[Data taken from a collection]
--- --- ---

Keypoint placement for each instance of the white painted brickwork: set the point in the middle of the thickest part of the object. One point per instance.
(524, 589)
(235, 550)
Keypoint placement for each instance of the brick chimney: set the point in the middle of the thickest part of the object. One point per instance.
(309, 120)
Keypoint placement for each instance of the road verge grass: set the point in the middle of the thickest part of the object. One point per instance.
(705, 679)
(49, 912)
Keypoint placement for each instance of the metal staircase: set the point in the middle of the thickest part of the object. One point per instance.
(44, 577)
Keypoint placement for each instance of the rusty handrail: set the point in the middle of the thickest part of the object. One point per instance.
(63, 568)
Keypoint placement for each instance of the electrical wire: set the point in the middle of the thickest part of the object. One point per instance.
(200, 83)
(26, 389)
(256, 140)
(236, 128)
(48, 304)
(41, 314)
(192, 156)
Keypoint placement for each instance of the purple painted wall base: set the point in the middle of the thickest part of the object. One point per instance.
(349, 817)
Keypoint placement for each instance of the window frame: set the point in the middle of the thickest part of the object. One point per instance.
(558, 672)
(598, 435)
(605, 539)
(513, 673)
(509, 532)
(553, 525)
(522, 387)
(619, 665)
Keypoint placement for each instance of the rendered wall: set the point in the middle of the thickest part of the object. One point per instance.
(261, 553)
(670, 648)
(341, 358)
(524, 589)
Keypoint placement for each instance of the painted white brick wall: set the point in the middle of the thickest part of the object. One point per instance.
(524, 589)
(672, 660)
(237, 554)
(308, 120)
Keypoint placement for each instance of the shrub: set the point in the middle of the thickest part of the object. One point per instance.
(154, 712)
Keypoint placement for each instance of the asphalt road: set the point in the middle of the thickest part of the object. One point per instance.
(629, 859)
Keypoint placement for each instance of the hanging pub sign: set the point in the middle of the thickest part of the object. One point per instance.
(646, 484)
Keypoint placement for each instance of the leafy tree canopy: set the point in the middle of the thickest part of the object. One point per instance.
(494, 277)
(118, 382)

--- --- ---

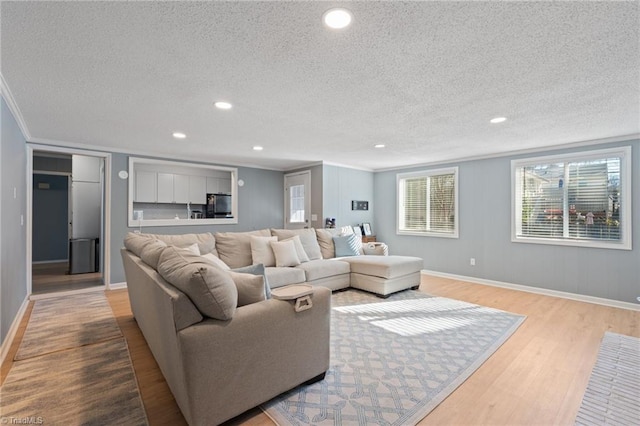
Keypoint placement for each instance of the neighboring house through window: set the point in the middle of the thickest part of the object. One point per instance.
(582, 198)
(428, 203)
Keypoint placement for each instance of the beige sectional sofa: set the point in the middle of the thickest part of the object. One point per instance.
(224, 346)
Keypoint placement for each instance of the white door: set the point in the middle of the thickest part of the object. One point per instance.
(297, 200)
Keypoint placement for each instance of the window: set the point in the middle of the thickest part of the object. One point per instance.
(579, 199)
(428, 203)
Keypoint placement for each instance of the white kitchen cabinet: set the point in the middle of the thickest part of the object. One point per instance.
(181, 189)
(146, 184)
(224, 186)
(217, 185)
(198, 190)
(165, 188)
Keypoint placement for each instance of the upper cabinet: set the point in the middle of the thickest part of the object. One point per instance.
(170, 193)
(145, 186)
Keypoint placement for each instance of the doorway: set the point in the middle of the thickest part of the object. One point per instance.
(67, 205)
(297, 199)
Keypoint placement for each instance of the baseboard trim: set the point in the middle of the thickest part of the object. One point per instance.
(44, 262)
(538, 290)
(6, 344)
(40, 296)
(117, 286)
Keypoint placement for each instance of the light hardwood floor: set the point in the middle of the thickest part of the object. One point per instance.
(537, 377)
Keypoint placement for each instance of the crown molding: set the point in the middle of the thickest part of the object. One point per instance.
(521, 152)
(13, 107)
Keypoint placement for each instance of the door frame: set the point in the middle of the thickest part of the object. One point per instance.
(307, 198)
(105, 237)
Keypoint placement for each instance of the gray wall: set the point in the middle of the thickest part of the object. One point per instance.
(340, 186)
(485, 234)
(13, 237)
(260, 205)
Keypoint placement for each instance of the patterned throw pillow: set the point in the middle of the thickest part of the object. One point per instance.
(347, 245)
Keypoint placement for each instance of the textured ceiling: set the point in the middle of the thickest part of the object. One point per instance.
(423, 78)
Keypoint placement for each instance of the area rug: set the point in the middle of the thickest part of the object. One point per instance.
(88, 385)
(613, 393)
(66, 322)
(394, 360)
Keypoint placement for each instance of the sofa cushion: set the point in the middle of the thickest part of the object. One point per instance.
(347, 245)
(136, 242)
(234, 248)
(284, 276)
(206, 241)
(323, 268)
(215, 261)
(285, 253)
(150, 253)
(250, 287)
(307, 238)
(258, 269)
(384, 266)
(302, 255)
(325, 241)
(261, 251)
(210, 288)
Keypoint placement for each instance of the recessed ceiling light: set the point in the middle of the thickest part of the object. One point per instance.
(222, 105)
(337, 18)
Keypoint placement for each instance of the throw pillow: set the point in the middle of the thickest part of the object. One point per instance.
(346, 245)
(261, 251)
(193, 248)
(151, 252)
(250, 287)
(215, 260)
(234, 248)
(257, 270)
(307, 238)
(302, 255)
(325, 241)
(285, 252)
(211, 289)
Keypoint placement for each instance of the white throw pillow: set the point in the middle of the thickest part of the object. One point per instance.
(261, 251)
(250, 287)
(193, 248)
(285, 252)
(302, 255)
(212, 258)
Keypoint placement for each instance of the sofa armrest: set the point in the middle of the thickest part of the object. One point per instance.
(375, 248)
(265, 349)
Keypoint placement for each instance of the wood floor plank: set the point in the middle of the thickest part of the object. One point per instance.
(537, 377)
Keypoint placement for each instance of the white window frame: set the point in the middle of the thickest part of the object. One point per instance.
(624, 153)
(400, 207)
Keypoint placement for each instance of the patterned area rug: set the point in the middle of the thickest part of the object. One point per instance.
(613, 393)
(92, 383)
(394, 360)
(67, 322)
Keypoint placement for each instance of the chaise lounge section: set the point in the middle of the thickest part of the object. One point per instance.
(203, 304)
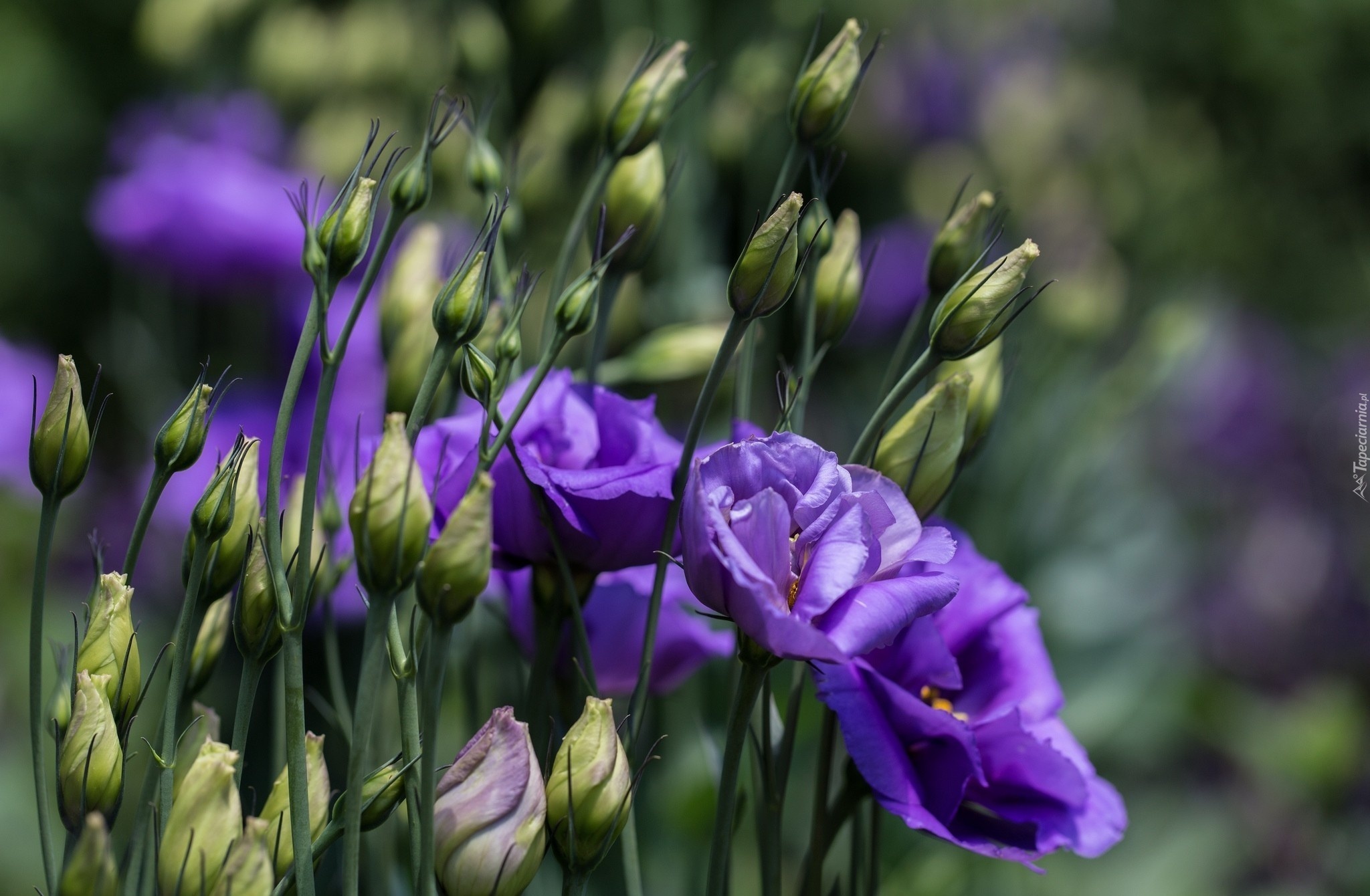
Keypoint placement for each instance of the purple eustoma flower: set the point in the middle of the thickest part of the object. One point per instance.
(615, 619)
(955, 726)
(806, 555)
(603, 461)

--- --- ---

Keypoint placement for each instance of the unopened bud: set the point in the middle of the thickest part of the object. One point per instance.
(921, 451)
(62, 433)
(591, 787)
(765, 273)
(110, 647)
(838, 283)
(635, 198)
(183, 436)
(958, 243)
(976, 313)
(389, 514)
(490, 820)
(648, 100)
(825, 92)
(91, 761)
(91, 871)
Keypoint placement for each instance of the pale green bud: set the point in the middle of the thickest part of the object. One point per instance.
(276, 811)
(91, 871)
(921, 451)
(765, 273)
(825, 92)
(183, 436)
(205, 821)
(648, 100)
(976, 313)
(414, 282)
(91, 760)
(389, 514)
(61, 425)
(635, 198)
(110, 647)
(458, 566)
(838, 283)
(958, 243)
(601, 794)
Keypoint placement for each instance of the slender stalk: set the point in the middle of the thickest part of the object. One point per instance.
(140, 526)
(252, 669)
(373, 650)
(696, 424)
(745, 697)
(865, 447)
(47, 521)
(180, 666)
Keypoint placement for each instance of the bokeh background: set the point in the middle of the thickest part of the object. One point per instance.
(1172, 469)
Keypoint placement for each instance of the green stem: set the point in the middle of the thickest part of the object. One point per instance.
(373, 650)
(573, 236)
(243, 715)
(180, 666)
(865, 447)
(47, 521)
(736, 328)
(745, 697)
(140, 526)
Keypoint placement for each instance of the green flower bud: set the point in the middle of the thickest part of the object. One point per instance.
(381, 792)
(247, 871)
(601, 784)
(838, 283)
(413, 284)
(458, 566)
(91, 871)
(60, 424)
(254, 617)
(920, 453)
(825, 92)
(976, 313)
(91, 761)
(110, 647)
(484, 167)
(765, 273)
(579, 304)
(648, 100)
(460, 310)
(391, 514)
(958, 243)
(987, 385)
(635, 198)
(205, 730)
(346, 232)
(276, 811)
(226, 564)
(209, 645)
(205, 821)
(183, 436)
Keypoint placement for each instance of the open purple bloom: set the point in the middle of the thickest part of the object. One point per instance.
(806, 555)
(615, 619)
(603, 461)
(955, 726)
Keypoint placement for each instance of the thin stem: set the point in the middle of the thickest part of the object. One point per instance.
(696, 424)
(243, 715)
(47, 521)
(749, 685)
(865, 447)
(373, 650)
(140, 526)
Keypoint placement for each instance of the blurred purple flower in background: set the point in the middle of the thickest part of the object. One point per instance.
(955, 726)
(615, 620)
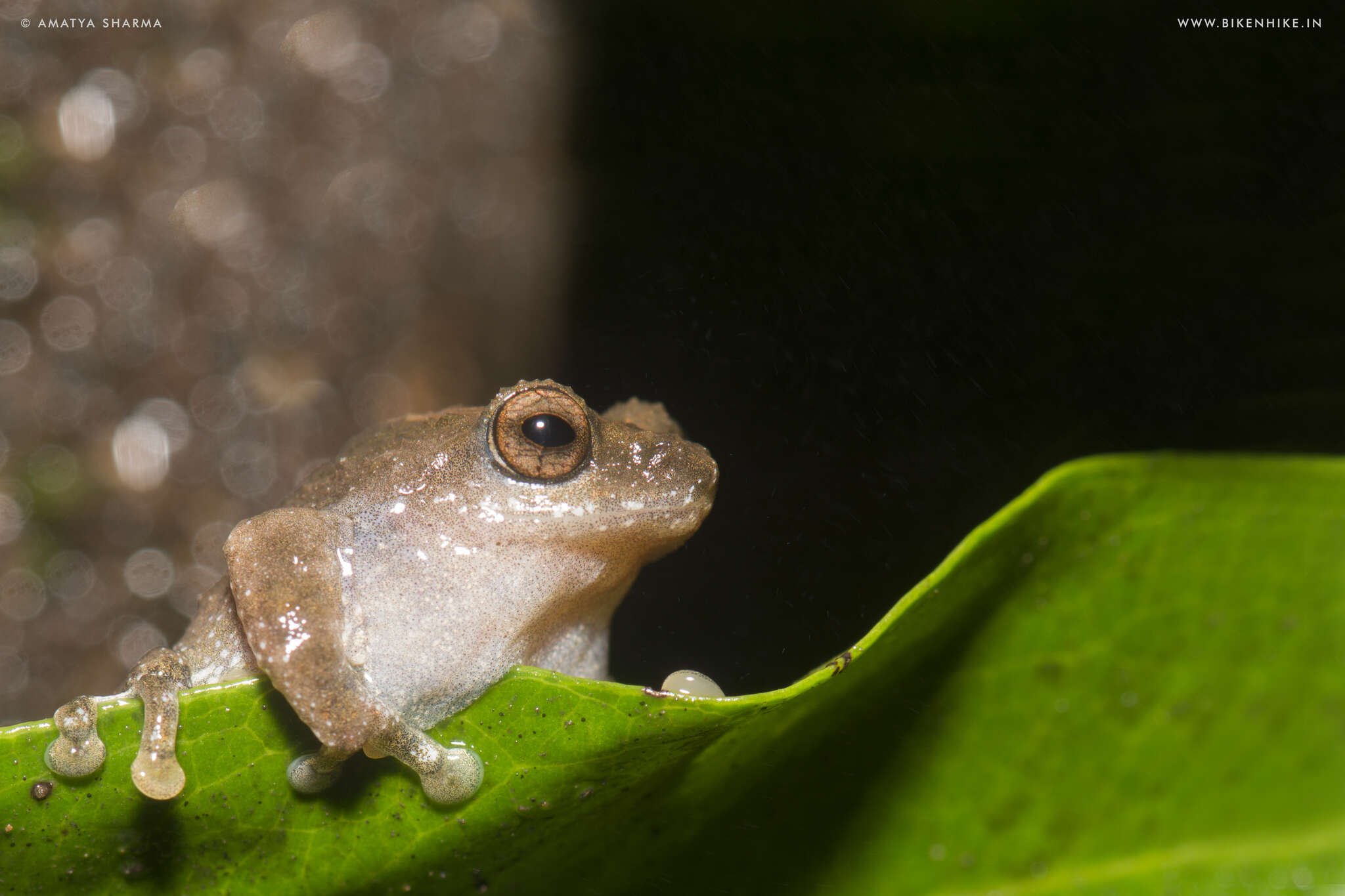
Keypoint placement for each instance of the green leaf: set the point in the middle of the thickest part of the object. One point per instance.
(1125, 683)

--- --- ---

# [AIM OF THE TASK]
Find each line in the items above that contains the word "area", and copy those lines.

# [SOLUTION FOR THIS EXERCISE]
Keypoint placement for each instance of the area rug: set the point in the middle of the thickest part of the object. One point per instance.
Keypoint placement for each instance of the patterned area rug: set the point in the middle of the thickest part of the object. One point per instance.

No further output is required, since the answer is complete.